**Task details**
Please write out the part of the Oxford meeting notes below between "- Domain-specific metadata" and "RDF vs XML?).", inclusive, word for word.

Meetings/20070503/DefiningImageAccess-SERS-Oxford
From ImageWeb
Meeting held at OULS, Osney Mead, on 3 May 2007
Present
- Sally Rumsey
- Neil Jefferies
- Alexander Huber (ODL)
- Jun Zhao
- Graham Klyne
Summary
Some key facts emerging from this discussion:
- ORA is a stategic service initiative with a view to very long term peservation. As yet, there are no image collections.
- We are not currently aware of any OAI-PMH accessible image collections currently online at Oxford.
- Domain-specific metadata will probably be best handled through the content model and composite formats. Fedora has composite object support that supports a general graph model rather than nested components (think: RDF vs XML?).
Repository software system
- What are the merits and drawbacks of your chosen repository software system(s)?
The original Oxford repository, developed as part of the SHERPA project, used ePrints software, which has limitations when creating a strategic repository design. ePrints required certain key decisions to be made at install time, which is not desirable in an environment intended to support long term preservation: flexibility to change and evolve is needed. The ePrints software is focused on the ePrints (e.g. publication and thesis) model, though recent developments are looking toward arbitrary multimedia.

**Data entries**
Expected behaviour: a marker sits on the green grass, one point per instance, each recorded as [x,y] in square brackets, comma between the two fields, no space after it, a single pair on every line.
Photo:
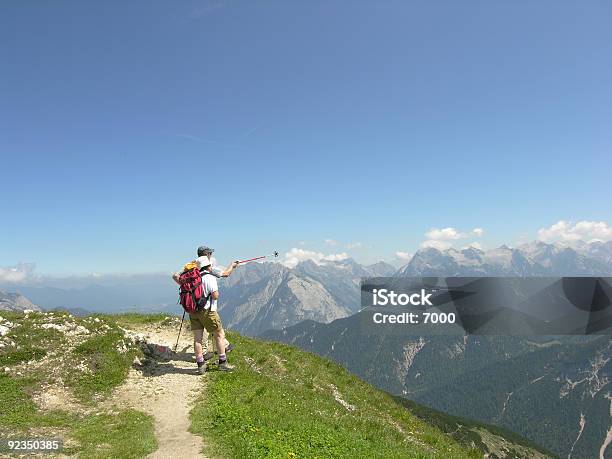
[14,356]
[108,367]
[282,405]
[128,434]
[123,434]
[19,411]
[131,318]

**Final result**
- Domain-specific metadata will probably be best handled through the content model and composite formats. Fedora has composite object support that supports a general graph model rather than nested components (think: RDF vs XML?).